Stated goal: Quote the data below verbatim, starting at the line that contains "point: silhouetted figure" and ending with the last line of the data.

Supplied information:

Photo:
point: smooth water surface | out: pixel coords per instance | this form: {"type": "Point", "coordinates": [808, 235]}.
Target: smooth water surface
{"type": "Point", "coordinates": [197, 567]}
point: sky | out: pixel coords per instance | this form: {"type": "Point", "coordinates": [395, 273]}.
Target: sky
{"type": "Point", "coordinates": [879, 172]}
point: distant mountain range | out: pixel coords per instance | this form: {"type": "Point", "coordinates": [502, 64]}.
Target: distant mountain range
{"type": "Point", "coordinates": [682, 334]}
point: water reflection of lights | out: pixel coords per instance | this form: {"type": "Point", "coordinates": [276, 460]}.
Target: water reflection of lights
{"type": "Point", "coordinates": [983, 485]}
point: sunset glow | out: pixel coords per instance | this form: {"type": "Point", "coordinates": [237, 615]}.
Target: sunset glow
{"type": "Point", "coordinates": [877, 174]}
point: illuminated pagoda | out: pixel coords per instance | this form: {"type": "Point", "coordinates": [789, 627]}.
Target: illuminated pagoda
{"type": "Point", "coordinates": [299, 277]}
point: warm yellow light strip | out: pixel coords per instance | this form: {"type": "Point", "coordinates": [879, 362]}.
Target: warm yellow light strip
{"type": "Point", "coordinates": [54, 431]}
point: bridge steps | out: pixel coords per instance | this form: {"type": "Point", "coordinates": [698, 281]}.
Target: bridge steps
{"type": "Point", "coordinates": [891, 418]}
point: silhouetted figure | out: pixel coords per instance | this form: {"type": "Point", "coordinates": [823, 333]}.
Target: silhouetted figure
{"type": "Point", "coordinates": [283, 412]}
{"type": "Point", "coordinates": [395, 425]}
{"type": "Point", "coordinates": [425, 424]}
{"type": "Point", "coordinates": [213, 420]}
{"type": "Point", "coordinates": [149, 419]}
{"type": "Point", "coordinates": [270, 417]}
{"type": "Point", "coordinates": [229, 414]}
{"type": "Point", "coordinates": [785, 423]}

Solution to this task:
point: silhouetted figure | out: pixel coords per instance | this form: {"type": "Point", "coordinates": [823, 333]}.
Target: silhouetted figure
{"type": "Point", "coordinates": [283, 412]}
{"type": "Point", "coordinates": [395, 425]}
{"type": "Point", "coordinates": [425, 424]}
{"type": "Point", "coordinates": [213, 420]}
{"type": "Point", "coordinates": [149, 419]}
{"type": "Point", "coordinates": [270, 417]}
{"type": "Point", "coordinates": [229, 414]}
{"type": "Point", "coordinates": [785, 423]}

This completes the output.